BEGIN

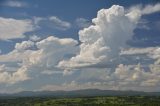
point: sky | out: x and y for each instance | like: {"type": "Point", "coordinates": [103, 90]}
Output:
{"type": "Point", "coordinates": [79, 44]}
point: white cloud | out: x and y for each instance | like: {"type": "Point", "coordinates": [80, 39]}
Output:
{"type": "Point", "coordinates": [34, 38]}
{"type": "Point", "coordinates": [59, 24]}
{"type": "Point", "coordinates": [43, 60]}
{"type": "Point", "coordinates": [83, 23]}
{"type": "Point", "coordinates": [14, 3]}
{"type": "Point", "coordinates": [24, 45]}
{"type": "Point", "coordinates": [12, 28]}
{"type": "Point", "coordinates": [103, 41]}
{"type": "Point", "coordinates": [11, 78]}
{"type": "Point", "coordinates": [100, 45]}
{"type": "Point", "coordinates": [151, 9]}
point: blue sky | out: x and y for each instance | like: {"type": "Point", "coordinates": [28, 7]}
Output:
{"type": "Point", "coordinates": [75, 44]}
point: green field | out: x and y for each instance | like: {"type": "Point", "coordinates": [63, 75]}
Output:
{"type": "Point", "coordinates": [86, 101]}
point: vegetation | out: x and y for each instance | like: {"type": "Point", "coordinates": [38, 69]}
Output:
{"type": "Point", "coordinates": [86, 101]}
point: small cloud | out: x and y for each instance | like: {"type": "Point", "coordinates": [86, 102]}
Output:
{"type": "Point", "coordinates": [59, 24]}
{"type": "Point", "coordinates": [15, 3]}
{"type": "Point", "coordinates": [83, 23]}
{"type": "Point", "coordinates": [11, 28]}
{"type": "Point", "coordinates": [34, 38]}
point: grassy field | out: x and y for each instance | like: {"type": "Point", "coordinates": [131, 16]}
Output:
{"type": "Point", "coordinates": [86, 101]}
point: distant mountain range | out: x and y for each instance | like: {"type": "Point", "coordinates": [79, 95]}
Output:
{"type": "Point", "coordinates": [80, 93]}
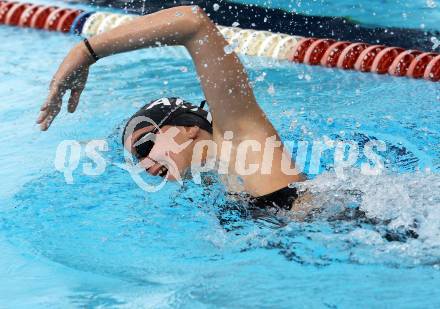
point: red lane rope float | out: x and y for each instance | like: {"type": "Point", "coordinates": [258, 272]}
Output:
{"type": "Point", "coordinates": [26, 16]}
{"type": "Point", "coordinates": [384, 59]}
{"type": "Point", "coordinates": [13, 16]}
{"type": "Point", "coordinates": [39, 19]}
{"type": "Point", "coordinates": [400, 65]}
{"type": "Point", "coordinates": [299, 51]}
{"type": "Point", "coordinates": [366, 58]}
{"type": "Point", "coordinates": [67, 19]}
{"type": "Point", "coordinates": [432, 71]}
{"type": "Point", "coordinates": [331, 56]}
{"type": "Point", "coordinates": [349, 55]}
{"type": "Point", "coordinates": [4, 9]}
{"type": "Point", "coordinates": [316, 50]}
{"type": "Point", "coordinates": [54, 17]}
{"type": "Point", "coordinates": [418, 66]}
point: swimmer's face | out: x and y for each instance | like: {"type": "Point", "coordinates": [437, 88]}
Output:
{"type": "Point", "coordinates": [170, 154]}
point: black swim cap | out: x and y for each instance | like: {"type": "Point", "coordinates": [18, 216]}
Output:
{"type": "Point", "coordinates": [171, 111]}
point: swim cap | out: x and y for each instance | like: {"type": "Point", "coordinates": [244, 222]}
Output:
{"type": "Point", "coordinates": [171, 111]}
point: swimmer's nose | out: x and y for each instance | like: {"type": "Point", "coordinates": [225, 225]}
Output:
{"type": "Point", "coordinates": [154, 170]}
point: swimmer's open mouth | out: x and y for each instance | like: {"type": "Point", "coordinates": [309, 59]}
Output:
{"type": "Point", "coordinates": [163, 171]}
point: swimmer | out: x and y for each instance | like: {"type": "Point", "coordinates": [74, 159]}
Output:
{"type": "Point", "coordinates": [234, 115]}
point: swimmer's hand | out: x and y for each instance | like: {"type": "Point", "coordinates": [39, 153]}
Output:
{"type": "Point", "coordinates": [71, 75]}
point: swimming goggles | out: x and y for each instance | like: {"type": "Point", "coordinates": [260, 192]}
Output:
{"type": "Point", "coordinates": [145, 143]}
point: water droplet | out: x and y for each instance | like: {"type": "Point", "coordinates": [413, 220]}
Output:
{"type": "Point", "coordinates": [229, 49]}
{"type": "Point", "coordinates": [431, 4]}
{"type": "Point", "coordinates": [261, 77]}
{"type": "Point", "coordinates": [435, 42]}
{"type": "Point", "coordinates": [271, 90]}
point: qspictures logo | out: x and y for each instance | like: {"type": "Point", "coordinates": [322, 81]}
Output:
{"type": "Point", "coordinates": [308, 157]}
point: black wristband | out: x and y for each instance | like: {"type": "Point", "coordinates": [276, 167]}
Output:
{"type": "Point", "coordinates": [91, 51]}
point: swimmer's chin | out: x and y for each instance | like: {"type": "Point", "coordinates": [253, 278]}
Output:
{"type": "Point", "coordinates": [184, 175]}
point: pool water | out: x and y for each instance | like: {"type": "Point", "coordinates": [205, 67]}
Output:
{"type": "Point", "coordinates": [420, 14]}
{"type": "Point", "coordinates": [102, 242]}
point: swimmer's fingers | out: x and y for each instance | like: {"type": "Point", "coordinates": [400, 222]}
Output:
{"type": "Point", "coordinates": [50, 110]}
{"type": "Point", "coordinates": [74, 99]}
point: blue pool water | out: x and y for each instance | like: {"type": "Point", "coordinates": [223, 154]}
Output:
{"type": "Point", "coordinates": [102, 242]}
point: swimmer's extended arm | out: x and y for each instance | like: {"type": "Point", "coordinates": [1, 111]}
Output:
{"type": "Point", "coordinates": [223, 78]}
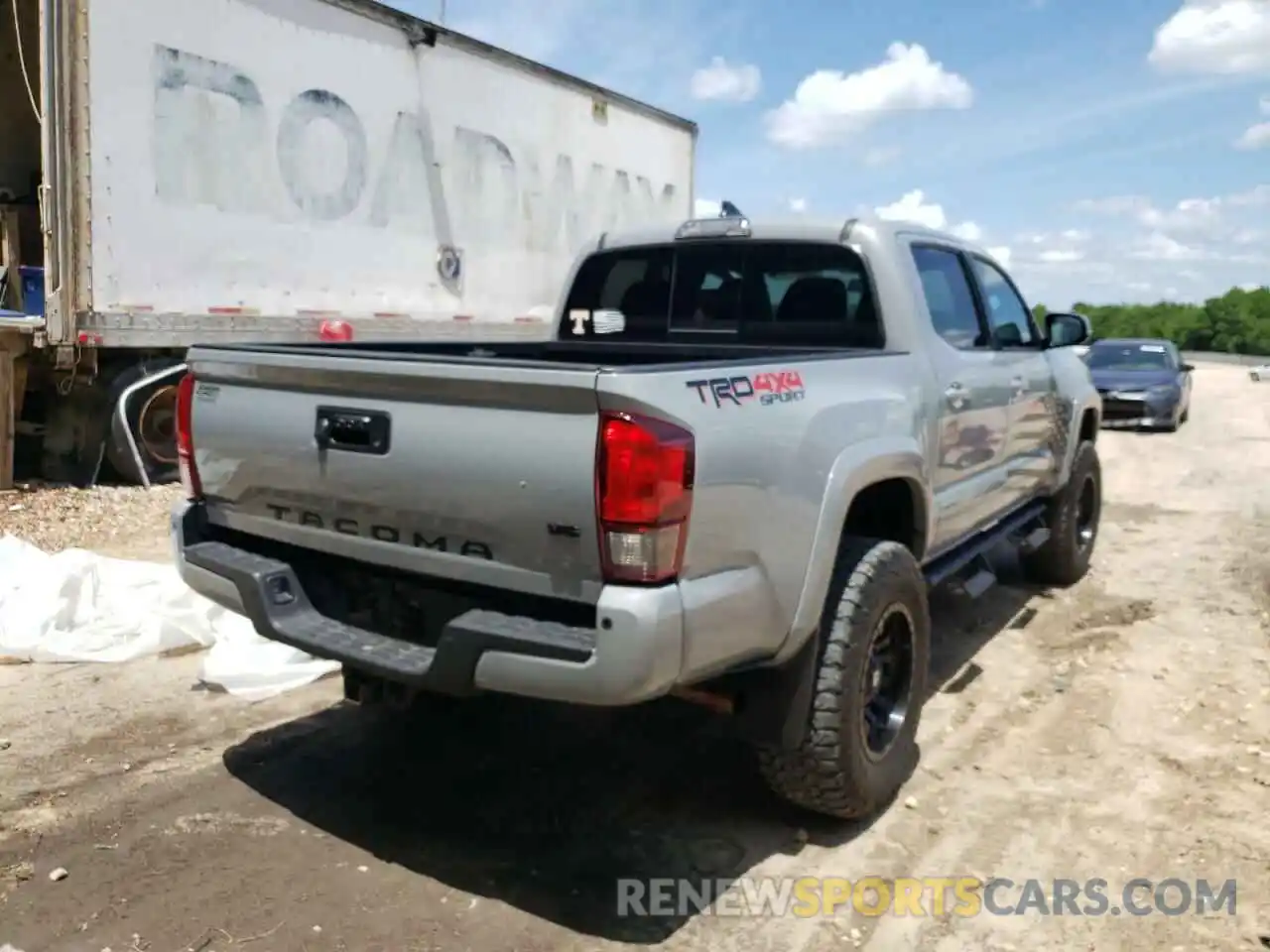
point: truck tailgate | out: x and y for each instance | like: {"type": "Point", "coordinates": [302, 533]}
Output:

END

Using the data above, show each line where "pool" occurs.

**Answer for the task**
point: pool water | out: x and y for each instance | like: {"type": "Point", "coordinates": [205, 67]}
point: blue pool water | out: x and y for each instance | like: {"type": "Point", "coordinates": [223, 154]}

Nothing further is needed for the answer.